Исходный текст:
_ _ _ _ _ _ _

Уже за ужином сделал первые записи:
13. 10. <19>88, четверг. Лавров Порфирий Павлович. Место рождения — Башкирия, село Емаши Ново-Белокатайского района. Год рождения — 1897-й. Родители Порфирия Лаврова умерли рано. Усыновил его хозяин. Пришла пора — Лавров женился. Выбрали ему в жены Варвару Карлыханову, одну из трех сестер, девицу на два года старше него. В армии он служил в гренадерах. В 1917 году охранял царя после отречения. Потом всю эту охрану, по всей вероятности, распустили по домам, потому что в восемнадцатом у Порфирия Лаврова уже родился первенец — сын Георгий (дядя Гоша). К 1929 году у них в хозяйстве был конь и уже четверо детей: Гоша, Дуся, Мария (моя мама) и Пана. Ну и, конечно, старики — дед с бабкой…
Порфирий Павлович Лавров умер в тысяча девятьсот сорок третьем году в колонии-поселке в Амурской области как перемещенный враг народа — за шесть тысяч четыреста километров от родных мест. Занесло его в Амурскую область не сразу — он проделал этот путь в два присеста.

_ _ _ _ _ _ _

Раздел данных:
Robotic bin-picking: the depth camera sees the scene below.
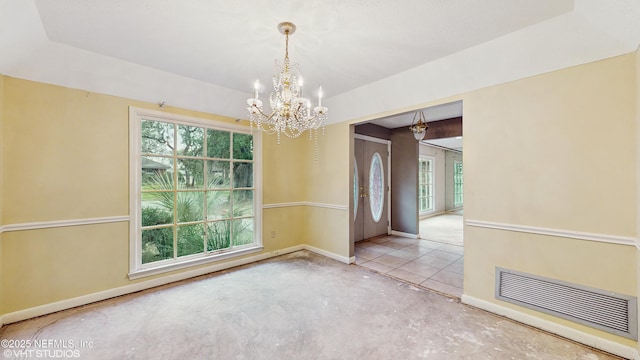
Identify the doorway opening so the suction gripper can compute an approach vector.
[353,101,464,297]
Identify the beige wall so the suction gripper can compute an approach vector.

_ _ _ _ _ _ _

Задания к упражнению:
a) Где, согласно тексту о Порфирии Лаврове, он умер?
b) Пожалуйста, напишите продолжение текста о Порфирии Лаврове, начиная после его последнего предложения.

Ответы к заданиям:
a) В колонии-поселке в Амурской области.

b)
Сначала Порфирий Лавров не был врагом народа, а был до тысяча девятьсот двадцать девятого года простым зажиточным крестьянином. А в двадцать девятом его признали кулаком и раскулачили со всем его многочисленным семейством — заперли вместе с другими кулацкими семьями в теплушки и повезли по железной дороге. Везли девятнадцать суток. На остановках конвоиры брали из вагона двоих за кипятком — были такие прогулки для счастливчиков. Когда началась разгрузка на конечной станции, ошалевшие от протухшего воздуха люди ломанулись из вагона с такой стремительностью, что затоптали насмерть деда с бабкой. Начальники разрешили Лаврову похоронить их на местном кладбище…
Так Порфирий Лавров оказался в ссылке в Западной Сибири, в Анжеро-Судженских копях, в просторечии — на Анжерке. Это, конечно, не копи царя Соломона, но жить можно. Ан нет, не прижились! В тридцать первом году объявили Порфирия Лаврова врагом народа.
В записной книжке я отметил: Порча хлеба. И дальше — в скобках: (Что за порча? Выяснить!) Да так и не выяснил. А теперь и подавно не узнаю: спросить уже не у кого.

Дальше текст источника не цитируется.